Artist Statement
My works address issues of gender, 'Mizrahik' and local identity, and are a result of my ongoing transition as a person between various roles: woman, mother, 'Mizrahik', 'Israeli'. My identity and my place within the family continuum have preoccupied me since a young age, and the camera serves as an autobiographical tool through which I examine reality.
I was born into an Iraqi traditional family, grew up in a southern neighborhood in the Krayot, with a disabled father and a housewife mother, and Since my early years, I absorbed prohibitions, the hiding of desires, and many regulations.
I was paved to be a "good woman", a mother, and a wife, but I refused to follow the path.
Art served as a refuge for me, where the "rebellion" took place.
As I grew older, the exploration of my identity and values as a person, as a woman, and as an artist always occurred in relation to this complex relationship and served as a driving force.
Over the past 15 years, I have photographed myself and my evolving family unit, expanding and contracting, within which I change my roles and functions.
I examine the power dynamics I have described through the camera, which allows me to express passion and strength, ask moral questions, and point out the cultural conditioning against which I stand.
The works for me are an expression of a hidden desire for external discipline that demands conquering the instinct, confining it within the aesthetic structures of the images, which are inaccessible and intangible. These are the objects of forbidden desire that must be suppressed, hidden, "Much like the impulse that must be conquered in order to be a good mother, a devoted woman, and an honorable daughter."

**Dataset extract**:
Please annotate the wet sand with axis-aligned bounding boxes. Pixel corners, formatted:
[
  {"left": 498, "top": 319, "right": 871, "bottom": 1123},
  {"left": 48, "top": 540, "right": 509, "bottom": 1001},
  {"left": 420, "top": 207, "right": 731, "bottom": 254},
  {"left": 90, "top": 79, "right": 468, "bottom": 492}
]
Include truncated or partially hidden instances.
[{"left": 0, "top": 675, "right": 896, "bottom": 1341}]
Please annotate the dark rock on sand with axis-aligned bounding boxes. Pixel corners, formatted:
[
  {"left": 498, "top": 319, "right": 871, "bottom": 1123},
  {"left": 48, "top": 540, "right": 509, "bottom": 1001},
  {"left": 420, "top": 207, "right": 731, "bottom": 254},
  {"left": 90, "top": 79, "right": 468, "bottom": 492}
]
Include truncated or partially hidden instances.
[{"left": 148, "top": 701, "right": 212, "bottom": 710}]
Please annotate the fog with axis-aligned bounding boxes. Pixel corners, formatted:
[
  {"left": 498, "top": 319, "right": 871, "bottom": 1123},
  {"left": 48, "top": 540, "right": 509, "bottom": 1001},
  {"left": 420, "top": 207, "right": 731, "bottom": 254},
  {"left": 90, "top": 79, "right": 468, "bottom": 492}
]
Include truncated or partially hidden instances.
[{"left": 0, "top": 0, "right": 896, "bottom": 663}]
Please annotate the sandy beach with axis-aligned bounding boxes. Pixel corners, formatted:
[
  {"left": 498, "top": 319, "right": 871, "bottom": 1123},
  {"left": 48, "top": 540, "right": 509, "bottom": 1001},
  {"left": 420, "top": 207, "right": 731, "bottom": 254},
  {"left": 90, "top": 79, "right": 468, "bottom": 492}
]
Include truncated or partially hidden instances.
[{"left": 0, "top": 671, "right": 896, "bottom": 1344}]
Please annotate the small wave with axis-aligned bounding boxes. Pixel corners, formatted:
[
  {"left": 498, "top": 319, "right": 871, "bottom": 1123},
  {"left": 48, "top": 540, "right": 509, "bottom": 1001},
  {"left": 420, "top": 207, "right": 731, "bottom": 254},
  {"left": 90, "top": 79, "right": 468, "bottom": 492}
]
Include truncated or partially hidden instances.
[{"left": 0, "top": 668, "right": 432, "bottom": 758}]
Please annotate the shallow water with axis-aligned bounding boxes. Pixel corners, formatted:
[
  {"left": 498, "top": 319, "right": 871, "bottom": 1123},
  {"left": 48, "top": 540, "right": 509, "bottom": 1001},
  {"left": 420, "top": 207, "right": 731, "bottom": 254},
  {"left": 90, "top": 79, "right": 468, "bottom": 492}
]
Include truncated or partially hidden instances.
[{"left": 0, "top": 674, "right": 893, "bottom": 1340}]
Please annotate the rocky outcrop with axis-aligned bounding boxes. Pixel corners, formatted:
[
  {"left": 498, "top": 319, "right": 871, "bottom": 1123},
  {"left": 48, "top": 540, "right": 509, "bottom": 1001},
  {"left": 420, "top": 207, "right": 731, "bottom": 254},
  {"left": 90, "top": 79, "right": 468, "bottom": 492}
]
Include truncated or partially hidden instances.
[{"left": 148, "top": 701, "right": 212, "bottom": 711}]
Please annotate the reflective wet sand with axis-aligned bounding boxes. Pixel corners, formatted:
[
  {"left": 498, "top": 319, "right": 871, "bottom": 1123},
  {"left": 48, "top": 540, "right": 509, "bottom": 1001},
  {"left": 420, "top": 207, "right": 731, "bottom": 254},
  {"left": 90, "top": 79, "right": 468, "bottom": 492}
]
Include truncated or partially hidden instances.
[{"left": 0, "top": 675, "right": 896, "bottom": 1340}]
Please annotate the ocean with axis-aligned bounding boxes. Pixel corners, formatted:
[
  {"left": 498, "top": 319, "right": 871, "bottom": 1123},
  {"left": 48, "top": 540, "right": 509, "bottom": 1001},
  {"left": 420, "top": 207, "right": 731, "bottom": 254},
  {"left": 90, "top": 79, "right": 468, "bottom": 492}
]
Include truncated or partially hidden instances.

**Task prompt**: According to the artist statement, over how many years has the artist been photographing the artist's own evolving family unit?

**Solution for this exercise**: The past 15 years.